● **EXERCISE GOAL**
Scan the entries below and tally the lines that include "jersey". Return nothing but the tally.

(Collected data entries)

··········

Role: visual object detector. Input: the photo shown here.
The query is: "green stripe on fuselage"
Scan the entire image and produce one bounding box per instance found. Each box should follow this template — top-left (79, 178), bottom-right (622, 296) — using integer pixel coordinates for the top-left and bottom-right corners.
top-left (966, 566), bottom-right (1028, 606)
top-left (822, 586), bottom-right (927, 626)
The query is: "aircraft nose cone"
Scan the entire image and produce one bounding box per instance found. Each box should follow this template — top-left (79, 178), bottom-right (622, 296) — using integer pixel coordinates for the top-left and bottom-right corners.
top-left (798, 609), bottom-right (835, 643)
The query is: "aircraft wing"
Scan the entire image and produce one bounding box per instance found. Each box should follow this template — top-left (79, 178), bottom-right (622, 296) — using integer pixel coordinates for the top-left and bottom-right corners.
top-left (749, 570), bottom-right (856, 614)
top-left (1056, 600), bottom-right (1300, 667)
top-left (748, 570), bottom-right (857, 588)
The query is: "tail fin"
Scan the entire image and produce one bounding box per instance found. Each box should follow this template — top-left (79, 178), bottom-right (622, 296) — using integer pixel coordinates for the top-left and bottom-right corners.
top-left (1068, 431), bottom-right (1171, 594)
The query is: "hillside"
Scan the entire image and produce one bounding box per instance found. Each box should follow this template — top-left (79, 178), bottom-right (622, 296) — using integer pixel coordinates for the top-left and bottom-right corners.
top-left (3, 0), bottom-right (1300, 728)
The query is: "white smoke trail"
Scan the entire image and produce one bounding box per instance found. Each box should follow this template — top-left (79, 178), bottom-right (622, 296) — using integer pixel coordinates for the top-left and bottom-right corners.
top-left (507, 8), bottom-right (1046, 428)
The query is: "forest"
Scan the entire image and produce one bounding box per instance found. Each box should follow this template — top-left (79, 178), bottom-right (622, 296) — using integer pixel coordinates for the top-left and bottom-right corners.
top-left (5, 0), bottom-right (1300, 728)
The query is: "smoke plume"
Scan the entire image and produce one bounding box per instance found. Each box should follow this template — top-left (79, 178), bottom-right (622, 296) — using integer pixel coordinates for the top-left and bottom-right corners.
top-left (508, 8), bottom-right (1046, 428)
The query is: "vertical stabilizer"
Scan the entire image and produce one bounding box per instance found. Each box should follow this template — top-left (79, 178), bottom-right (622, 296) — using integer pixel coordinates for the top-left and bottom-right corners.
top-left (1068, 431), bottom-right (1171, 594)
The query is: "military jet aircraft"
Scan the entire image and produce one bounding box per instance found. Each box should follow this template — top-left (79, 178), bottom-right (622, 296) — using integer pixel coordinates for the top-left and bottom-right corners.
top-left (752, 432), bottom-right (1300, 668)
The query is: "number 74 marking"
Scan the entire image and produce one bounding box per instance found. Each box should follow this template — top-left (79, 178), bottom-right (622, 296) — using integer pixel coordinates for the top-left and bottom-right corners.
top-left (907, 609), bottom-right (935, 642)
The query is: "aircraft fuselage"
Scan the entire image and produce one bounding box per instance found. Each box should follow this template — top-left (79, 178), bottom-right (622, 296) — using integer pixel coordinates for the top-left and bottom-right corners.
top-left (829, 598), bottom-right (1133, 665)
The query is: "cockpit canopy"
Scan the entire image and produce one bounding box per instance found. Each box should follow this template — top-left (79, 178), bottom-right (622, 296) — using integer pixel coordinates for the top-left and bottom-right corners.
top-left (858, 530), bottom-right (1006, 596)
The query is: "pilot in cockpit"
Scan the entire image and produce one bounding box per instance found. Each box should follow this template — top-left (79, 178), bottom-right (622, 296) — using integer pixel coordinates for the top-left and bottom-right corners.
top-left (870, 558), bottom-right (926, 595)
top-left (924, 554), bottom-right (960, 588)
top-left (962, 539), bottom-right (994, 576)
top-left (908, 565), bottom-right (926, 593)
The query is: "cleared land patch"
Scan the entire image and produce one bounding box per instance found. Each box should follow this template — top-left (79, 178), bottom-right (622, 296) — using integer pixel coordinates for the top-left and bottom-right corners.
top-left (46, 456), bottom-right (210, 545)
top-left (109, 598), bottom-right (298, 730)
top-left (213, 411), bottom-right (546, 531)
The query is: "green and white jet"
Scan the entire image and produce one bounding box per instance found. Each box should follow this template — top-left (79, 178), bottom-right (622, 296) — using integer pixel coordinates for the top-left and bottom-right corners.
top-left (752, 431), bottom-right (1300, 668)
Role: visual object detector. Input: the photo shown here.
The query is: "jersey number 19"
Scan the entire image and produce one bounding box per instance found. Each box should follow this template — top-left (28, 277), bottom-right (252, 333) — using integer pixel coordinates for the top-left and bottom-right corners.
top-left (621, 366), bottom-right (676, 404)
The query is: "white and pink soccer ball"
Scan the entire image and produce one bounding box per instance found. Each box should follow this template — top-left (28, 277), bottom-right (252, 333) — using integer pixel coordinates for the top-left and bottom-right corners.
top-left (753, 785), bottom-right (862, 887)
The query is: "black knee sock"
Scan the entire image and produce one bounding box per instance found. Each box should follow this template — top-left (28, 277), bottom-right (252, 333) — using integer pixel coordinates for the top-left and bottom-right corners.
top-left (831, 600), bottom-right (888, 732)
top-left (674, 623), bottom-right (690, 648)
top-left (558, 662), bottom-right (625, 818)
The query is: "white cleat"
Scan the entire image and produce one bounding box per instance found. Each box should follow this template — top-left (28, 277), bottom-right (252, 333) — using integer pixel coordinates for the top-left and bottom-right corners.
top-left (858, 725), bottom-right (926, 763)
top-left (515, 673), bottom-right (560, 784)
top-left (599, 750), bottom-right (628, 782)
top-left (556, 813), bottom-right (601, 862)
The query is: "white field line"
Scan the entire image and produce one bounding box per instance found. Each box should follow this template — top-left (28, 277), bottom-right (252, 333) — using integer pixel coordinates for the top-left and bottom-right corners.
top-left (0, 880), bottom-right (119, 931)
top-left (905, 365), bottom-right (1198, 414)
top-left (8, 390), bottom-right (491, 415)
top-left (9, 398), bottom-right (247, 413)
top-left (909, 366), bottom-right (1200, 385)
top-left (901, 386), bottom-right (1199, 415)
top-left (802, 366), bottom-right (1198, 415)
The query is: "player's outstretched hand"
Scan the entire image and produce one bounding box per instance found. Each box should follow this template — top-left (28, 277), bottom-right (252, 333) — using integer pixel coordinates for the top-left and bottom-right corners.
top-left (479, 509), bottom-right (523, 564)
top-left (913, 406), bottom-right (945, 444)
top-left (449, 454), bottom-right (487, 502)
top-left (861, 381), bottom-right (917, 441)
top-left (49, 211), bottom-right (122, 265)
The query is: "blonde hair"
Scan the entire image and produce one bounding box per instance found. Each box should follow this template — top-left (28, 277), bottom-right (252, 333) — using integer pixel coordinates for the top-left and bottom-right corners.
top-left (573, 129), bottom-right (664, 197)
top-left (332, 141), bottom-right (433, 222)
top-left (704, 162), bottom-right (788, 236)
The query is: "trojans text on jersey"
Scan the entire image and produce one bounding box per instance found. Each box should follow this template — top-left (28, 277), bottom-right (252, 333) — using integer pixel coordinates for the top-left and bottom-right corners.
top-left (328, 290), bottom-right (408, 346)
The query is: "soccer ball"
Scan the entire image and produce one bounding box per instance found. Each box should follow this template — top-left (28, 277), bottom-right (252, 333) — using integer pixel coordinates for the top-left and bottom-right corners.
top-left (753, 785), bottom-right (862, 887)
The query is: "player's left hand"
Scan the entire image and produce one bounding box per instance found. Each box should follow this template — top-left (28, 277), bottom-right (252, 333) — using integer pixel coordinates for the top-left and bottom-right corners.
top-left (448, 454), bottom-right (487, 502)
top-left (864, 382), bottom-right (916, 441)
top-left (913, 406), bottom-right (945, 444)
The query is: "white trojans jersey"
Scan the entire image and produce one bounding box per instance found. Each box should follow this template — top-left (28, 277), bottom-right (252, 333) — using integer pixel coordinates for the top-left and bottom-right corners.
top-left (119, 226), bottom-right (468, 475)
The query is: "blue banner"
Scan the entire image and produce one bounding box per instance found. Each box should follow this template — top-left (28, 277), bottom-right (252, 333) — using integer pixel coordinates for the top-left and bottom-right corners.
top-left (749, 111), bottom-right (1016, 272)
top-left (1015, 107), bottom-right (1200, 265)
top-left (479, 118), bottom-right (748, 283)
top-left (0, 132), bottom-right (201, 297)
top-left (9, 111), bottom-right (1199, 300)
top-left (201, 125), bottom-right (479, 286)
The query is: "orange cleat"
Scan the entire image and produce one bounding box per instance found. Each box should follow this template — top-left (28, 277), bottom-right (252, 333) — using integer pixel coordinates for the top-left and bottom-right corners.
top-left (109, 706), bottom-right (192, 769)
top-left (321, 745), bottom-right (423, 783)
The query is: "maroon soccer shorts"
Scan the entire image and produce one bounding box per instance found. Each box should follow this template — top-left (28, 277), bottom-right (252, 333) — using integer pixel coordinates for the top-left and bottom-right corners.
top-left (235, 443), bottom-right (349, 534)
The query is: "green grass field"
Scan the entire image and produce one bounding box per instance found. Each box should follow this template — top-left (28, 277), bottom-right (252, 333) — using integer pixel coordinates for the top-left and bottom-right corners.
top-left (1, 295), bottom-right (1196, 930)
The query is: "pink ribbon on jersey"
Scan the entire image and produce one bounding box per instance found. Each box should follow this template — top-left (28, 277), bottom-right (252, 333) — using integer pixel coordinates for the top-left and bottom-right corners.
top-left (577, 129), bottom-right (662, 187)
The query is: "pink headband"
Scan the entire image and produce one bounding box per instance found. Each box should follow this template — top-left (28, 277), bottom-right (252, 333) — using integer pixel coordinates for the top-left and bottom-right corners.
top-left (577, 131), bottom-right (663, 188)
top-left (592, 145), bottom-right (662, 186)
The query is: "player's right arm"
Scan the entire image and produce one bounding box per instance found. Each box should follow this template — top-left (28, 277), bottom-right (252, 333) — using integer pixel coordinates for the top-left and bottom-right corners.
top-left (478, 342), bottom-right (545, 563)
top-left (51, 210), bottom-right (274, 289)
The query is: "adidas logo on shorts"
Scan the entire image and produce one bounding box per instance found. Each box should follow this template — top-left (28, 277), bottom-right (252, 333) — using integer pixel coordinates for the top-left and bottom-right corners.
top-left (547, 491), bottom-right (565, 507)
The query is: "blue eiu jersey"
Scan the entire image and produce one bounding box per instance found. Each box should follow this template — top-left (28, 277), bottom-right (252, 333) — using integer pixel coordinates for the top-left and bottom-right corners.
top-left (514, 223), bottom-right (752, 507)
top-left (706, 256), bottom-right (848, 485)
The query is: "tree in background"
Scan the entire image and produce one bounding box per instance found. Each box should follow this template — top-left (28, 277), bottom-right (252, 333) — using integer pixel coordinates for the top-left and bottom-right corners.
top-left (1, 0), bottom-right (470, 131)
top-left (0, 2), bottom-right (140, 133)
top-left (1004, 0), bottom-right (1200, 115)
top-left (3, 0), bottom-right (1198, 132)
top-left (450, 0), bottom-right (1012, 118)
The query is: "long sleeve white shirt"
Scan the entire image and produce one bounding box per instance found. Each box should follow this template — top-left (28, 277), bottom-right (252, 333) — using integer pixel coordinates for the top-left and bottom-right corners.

··········

● **OUTPUT FOR THIS EXERCISE**
5